BEGIN Records for the task

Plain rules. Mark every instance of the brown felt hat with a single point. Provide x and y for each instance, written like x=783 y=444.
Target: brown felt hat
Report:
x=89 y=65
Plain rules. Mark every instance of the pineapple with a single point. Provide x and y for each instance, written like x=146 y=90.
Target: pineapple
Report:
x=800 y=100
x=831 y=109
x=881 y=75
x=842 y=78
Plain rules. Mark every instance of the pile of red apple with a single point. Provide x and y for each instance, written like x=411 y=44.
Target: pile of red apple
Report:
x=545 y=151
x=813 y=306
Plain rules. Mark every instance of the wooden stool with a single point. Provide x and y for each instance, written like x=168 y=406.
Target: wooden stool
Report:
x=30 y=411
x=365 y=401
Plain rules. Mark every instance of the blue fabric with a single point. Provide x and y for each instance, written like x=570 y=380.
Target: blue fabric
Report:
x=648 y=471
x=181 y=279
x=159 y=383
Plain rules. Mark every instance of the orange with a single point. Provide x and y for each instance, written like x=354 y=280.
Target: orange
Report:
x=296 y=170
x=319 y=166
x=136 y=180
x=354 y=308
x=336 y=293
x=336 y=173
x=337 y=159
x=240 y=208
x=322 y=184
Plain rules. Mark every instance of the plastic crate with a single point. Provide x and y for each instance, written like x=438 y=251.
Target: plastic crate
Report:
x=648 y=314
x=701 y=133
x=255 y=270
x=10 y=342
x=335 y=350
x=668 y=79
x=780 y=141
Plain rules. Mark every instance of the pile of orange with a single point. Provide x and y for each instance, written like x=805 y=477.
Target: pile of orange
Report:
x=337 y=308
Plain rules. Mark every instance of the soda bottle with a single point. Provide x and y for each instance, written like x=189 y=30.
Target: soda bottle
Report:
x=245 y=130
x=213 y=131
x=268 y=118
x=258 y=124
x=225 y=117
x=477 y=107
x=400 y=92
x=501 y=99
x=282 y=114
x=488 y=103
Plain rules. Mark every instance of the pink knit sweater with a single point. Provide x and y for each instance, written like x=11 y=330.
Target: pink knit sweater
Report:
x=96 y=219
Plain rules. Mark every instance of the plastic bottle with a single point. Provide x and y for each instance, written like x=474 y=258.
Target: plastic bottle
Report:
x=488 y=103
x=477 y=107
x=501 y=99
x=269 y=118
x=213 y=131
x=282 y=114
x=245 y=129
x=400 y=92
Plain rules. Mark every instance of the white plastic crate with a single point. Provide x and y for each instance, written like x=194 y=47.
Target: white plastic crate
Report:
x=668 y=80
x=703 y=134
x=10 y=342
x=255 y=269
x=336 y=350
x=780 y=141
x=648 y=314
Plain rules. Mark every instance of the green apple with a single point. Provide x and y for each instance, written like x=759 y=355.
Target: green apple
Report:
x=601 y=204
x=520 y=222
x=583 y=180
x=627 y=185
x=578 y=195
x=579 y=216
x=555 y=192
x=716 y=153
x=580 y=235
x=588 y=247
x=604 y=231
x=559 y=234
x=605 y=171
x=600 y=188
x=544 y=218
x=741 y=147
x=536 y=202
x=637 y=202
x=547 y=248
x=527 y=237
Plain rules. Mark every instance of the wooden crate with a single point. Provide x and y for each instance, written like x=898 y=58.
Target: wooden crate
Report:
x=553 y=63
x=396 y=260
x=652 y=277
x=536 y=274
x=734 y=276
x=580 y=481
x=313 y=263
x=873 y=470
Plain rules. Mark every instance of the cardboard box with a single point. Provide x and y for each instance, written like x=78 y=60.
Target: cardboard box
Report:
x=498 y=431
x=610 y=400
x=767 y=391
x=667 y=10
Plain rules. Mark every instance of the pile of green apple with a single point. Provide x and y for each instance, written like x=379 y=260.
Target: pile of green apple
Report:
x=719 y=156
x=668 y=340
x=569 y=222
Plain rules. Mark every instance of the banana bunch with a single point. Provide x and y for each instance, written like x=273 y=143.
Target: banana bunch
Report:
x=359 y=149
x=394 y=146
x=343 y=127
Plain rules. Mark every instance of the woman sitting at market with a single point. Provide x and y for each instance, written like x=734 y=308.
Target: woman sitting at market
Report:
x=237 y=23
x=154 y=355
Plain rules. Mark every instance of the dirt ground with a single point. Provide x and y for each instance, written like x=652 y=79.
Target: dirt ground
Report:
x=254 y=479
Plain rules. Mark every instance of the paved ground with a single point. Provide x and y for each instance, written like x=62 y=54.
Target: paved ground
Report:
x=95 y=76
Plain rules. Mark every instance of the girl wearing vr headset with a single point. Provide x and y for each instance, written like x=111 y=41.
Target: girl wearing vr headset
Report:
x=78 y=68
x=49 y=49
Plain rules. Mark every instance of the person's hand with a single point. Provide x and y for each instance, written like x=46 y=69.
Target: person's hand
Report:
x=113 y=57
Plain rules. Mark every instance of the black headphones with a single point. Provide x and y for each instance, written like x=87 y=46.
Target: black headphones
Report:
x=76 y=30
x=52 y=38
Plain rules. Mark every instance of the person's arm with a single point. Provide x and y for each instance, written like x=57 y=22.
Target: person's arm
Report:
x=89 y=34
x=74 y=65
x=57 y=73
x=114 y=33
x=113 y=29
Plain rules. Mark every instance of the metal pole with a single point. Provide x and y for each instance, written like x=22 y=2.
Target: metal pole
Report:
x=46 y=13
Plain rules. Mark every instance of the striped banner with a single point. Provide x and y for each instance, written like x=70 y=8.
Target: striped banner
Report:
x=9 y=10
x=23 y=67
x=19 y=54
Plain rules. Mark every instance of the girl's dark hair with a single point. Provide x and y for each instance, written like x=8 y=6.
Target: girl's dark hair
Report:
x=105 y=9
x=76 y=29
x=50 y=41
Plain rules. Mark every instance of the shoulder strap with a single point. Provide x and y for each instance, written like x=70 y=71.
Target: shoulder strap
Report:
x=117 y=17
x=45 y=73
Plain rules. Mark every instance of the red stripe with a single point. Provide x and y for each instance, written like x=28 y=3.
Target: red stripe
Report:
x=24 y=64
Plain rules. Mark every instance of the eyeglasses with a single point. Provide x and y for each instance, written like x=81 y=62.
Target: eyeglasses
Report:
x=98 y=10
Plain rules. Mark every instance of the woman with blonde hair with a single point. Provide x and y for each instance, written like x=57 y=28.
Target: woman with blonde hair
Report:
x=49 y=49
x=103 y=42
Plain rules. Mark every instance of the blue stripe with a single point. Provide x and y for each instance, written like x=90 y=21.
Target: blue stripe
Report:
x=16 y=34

END Records for the task

> **Task brief**
Reproduce the records between the lines holding "Plain rules. Mark every instance of the soda" and "x=873 y=470", inclusive, with every x and y coordinate in the answers shifted by 126 and all other text, including the format samples in the requests, left unchanged.

> **Expected output**
Plain rules. Mark every instance of the soda bottle with a single point. Provide x and y for each instance, written like x=189 y=30.
Target: soda bottle
Report:
x=371 y=256
x=339 y=257
x=394 y=244
x=384 y=250
x=351 y=243
x=603 y=233
x=526 y=218
x=627 y=225
x=408 y=240
x=614 y=229
Plain rules. Mark every instance of the pink knit sweater with a single point. Provide x and y for each instance, written like x=11 y=330.
Target: pink knit sweater
Report:
x=222 y=345
Plain rules. Mark every instance of the plastic bottle with a single point. Provide x and y for each instance, written like x=474 y=258.
Target: plastic bottle
Report:
x=614 y=229
x=603 y=233
x=627 y=225
x=395 y=244
x=339 y=257
x=408 y=240
x=371 y=255
x=526 y=218
Plain rules. Mark every instance of the white plastic crate with a single point. Provide x and y for each instance, written like x=194 y=47.
Target: white plastic crate
Report:
x=794 y=206
x=829 y=260
x=136 y=468
x=381 y=395
x=462 y=476
x=906 y=267
x=774 y=440
Plain rules. Mark every instance of the green apple with a single point. Provide x and y for each instance, written like x=759 y=355.
Target: green apple
Report:
x=727 y=330
x=646 y=348
x=709 y=306
x=753 y=311
x=704 y=321
x=705 y=342
x=681 y=318
x=842 y=279
x=706 y=361
x=714 y=373
x=730 y=357
x=685 y=360
x=731 y=297
x=726 y=314
x=670 y=344
x=867 y=273
x=662 y=328
x=763 y=328
x=673 y=374
x=653 y=363
Plain rules. Mark every instance of the wooden crate with a single point. Provide x and y for each instance, written like x=898 y=58.
Target: wooden crate
Report:
x=679 y=189
x=522 y=386
x=778 y=403
x=662 y=400
x=860 y=402
x=706 y=607
x=439 y=389
x=999 y=596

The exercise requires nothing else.